BRIEF: Scan the records for the line containing "Practice. Spot the seawall"; extract it and all later lines, verbatim, through the end, and nothing before it.
::: INFORMATION SHOWN :::
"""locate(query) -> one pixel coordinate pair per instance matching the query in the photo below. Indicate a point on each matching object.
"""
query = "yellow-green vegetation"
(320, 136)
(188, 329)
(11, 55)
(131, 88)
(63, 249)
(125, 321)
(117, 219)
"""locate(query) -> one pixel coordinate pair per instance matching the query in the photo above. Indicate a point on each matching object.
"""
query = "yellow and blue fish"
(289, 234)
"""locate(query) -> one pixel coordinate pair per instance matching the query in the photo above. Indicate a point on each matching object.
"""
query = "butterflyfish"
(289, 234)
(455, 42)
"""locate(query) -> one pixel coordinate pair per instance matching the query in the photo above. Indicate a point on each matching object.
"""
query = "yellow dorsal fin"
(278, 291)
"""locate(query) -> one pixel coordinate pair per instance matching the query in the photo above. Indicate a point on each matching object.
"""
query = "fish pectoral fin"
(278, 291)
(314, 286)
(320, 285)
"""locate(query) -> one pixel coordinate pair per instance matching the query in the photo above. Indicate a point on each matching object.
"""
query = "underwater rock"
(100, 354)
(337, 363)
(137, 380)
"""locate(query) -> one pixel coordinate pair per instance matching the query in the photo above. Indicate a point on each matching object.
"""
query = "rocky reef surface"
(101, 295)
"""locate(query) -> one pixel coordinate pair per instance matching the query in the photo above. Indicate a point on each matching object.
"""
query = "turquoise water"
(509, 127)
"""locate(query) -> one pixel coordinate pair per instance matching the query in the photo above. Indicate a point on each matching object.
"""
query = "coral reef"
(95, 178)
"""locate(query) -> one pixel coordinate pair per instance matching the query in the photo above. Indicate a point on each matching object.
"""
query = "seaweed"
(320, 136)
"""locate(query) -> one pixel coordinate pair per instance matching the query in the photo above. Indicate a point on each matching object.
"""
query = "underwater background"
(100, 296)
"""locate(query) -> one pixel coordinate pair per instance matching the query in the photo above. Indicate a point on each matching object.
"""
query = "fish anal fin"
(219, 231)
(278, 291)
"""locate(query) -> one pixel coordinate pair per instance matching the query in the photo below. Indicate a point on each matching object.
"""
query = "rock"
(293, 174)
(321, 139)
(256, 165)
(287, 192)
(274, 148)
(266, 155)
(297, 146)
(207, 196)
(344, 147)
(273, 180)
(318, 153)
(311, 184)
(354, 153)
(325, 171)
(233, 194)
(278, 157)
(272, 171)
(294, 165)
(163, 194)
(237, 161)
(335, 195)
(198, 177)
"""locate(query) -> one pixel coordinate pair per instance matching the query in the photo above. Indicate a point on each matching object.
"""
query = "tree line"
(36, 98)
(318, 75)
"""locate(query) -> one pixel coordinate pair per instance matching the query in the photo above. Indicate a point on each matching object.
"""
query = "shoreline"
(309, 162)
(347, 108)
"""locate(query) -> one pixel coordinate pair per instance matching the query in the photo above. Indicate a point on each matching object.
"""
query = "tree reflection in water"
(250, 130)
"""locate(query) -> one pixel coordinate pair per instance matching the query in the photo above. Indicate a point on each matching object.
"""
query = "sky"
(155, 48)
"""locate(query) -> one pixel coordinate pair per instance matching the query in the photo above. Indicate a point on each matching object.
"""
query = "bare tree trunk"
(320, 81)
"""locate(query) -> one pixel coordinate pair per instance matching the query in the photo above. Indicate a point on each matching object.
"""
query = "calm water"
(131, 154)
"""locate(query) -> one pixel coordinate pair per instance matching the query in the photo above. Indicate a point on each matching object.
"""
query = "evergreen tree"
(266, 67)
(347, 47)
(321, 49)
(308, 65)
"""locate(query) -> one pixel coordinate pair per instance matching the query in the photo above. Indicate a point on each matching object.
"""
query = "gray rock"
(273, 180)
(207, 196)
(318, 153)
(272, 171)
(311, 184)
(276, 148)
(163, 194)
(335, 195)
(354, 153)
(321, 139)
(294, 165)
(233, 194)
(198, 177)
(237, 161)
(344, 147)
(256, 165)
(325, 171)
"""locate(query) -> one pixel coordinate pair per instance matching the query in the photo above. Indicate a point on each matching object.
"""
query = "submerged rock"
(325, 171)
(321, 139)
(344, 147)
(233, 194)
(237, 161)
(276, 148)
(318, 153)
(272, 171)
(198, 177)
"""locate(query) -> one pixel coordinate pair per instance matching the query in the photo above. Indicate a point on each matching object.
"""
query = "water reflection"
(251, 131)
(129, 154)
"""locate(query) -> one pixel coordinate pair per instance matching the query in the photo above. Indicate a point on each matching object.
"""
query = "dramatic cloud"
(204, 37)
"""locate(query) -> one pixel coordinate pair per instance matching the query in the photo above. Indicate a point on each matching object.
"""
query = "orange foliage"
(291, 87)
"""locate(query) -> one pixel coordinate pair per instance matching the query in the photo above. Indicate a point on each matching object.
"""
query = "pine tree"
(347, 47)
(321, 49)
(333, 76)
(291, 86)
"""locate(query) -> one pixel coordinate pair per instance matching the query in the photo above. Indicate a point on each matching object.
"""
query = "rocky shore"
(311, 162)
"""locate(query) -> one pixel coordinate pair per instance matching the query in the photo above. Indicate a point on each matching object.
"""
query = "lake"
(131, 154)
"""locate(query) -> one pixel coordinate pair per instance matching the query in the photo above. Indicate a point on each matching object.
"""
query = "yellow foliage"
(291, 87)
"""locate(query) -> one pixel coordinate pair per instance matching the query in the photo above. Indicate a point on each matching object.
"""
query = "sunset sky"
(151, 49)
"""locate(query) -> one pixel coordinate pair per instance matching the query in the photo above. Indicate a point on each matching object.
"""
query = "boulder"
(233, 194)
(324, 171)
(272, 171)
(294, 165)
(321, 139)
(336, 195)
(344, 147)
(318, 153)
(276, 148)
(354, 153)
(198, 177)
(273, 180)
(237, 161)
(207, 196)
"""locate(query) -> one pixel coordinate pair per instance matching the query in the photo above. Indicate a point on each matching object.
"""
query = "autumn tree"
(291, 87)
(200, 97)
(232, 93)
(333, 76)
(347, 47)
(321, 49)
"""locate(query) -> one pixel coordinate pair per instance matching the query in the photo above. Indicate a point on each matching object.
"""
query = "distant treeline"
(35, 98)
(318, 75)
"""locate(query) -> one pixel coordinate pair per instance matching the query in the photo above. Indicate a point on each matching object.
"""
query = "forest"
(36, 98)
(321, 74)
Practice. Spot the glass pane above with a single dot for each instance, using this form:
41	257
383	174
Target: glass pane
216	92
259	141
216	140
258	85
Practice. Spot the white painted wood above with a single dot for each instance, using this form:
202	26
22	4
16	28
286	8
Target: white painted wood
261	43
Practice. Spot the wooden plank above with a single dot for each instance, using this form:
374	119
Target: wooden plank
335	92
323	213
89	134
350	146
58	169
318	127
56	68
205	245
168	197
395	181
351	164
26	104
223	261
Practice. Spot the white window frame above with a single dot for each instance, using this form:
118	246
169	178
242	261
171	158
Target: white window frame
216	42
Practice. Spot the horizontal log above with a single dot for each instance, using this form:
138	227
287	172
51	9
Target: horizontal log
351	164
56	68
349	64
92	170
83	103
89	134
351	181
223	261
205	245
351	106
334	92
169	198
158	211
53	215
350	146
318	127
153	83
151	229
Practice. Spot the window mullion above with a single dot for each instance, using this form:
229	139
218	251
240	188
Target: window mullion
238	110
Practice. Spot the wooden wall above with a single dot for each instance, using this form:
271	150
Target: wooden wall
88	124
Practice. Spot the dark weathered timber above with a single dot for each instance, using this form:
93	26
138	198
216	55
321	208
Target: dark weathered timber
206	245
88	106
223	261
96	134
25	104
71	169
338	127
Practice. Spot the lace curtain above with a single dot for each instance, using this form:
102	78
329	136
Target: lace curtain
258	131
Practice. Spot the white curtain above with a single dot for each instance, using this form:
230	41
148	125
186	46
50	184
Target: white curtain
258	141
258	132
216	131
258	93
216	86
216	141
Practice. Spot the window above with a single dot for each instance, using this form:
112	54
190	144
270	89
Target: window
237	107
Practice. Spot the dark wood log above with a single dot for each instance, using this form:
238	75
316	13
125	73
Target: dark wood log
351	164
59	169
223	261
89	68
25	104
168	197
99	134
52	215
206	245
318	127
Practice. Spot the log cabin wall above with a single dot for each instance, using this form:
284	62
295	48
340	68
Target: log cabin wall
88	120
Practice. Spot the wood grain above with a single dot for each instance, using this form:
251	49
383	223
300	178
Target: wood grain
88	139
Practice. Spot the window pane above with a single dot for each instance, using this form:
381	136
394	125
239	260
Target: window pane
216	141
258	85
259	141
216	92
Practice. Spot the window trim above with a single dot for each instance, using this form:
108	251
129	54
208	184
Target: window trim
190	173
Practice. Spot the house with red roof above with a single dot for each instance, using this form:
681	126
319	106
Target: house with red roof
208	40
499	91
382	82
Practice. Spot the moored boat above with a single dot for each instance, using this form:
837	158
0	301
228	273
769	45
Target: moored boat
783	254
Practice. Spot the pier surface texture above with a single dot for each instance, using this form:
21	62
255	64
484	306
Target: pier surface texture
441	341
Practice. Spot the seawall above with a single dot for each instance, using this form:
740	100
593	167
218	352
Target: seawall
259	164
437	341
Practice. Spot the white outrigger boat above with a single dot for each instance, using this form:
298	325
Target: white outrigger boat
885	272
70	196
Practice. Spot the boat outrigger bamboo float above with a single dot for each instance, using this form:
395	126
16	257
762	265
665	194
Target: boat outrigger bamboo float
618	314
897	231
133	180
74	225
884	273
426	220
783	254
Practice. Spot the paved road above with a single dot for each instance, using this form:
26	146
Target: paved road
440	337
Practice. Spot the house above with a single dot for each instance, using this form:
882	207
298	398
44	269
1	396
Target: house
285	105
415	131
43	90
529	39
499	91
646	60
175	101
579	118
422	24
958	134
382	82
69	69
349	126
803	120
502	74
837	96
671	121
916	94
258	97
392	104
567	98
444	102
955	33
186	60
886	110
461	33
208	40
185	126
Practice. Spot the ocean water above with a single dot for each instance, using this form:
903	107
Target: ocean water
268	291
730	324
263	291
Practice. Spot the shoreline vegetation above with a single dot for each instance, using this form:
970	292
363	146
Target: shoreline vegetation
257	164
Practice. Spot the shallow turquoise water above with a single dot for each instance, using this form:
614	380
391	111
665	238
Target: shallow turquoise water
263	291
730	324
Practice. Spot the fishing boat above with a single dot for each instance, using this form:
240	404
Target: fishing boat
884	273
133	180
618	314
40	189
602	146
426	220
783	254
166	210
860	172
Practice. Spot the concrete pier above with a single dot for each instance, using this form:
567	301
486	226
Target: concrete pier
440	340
:::
ANSWER TO THIS EXERCISE:
Practice. Spot the seawall above with a single dot for each instance, using this form:
740	100
593	167
218	352
Target: seawall
259	164
437	341
Practice. Spot the white outrigger boat above with a single dot for each instance, using this form:
298	325
Target: white outrigger boat
885	272
70	196
Practice. Spot the boat outrigger bamboo float above with a single dot for each instance, using this form:
395	126
16	257
762	265
665	194
Target: boat outrigger bamboo float
618	314
897	231
133	180
74	225
884	273
426	220
783	254
Practice. Spot the paved road above with a single dot for each instance, using this form:
26	146
Target: paved road
440	337
Practice. Spot the house above with a single dot for each instance, using this form:
882	207
298	398
44	269
1	396
Target: house
285	105
415	131
43	90
529	39
499	91
646	60
175	101
579	118
422	24
958	134
382	82
69	69
349	126
803	120
502	74
837	96
671	121
916	94
258	97
392	104
567	98
444	102
955	33
186	60
886	110
461	33
208	40
185	126
Practice. Spot the ocean water above with a single dot for each instance, using this form:
903	107
Target: ocean water
268	291
730	324
263	291
Practice. Spot the shoreline vegetation above with a single dot for each instance, using this form:
970	292
363	146
Target: shoreline vegetation
257	164
Practice. Spot the shallow turquoise water above with a single dot for each instance, using this form:
614	380
391	111
665	238
Target: shallow turquoise water
263	291
730	324
Practice. Spot the fishing boat above with a single dot for each instance, using this form:
240	404
Target: fishing boat
884	273
133	180
618	314
40	189
602	146
426	220
783	254
166	210
860	172
Practice. Spot the concrete pier above with a single dot for each instance, using this form:
567	301
486	226
Target: concrete pier
440	340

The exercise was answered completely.